- DIRECTIONS -
Rewrite the stretch of lines from the one containing "of the green" through the one containing "152], [151, 151]]", both ends included and the requests kept in, shifting every coordinate in the answer outlines up by 116 while leaving the request wording and its format sample unchanged.

- MATERIAL FOR THIS EXERCISE -

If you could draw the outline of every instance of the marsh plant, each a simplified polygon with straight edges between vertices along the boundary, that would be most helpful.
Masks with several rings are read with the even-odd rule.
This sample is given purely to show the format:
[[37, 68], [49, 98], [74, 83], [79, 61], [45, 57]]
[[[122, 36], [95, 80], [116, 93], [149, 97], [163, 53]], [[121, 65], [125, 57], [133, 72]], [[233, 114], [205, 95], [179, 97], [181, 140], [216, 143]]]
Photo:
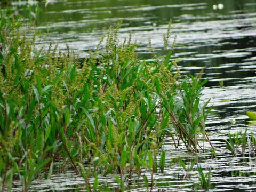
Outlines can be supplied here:
[[164, 59], [140, 60], [131, 35], [119, 42], [119, 22], [105, 36], [106, 48], [81, 63], [68, 45], [65, 52], [37, 50], [36, 35], [28, 38], [18, 18], [1, 13], [2, 191], [11, 190], [13, 179], [27, 191], [34, 179], [50, 179], [57, 160], [69, 162], [89, 190], [98, 187], [90, 177], [115, 173], [124, 191], [126, 180], [143, 168], [152, 179], [164, 171], [167, 131], [189, 151], [203, 150], [198, 132], [210, 142], [204, 122], [210, 108], [200, 102], [206, 81], [182, 78], [171, 51]]
[[228, 139], [224, 140], [226, 149], [231, 153], [234, 157], [236, 157], [239, 152], [244, 155], [246, 147], [249, 155], [256, 151], [255, 137], [252, 132], [247, 134], [247, 131], [246, 129], [244, 132], [239, 131], [235, 134], [229, 133]]

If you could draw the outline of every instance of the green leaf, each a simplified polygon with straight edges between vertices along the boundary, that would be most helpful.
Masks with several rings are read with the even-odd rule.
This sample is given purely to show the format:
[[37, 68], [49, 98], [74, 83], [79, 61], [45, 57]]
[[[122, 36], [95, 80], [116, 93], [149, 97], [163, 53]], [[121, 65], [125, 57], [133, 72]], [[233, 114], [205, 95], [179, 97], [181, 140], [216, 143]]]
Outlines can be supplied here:
[[34, 85], [32, 85], [32, 89], [33, 89], [34, 92], [36, 95], [36, 98], [37, 101], [39, 102], [40, 101], [40, 97], [39, 95], [38, 91]]
[[251, 120], [256, 120], [256, 112], [246, 111], [246, 115]]
[[186, 164], [182, 159], [180, 157], [179, 157], [179, 162], [180, 163], [180, 165], [181, 166], [184, 170], [186, 170]]
[[165, 163], [165, 152], [163, 151], [161, 153], [161, 155], [160, 156], [160, 169], [161, 173], [164, 172], [164, 165]]
[[157, 77], [155, 77], [155, 85], [156, 86], [156, 92], [158, 95], [161, 94], [161, 88], [160, 87], [160, 82]]
[[148, 151], [148, 166], [150, 169], [153, 168], [154, 165], [154, 158], [152, 152], [151, 151]]

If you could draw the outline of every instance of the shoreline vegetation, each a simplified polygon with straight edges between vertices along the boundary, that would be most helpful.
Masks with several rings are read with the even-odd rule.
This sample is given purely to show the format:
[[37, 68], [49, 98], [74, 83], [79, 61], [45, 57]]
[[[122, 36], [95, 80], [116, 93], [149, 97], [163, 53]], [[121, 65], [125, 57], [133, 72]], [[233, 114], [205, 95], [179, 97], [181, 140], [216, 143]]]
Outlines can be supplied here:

- EXPECTED ANSWER -
If you could draw the outline of every instance of the green leaf, each a simplified polygon with straight edges between vertices along the boundary, that would be most helpful.
Masks with several rings are read with the even-odd rule.
This sample is given purely to show the format:
[[37, 68], [49, 98], [74, 83], [79, 61], [45, 57]]
[[[122, 36], [95, 80], [116, 93], [149, 97], [163, 53]], [[121, 65], [125, 57], [133, 72]], [[233, 114], [205, 95], [179, 97], [181, 140], [216, 143]]]
Outlines can be supplied here:
[[150, 201], [148, 201], [148, 205], [149, 205], [150, 208], [152, 211], [152, 214], [153, 217], [155, 218], [156, 217], [156, 213], [155, 211], [154, 207]]
[[367, 236], [372, 236], [372, 228], [362, 227], [362, 231]]
[[302, 280], [298, 275], [296, 273], [295, 273], [295, 278], [296, 279], [296, 281], [297, 282], [300, 286], [302, 286]]
[[281, 279], [281, 268], [279, 267], [277, 269], [277, 271], [276, 272], [276, 285], [277, 289], [280, 288], [280, 281]]
[[273, 193], [271, 193], [271, 201], [272, 202], [272, 208], [274, 211], [277, 210], [277, 204], [276, 203], [276, 198]]
[[264, 267], [264, 282], [266, 285], [269, 284], [270, 281], [270, 274], [268, 268], [267, 267]]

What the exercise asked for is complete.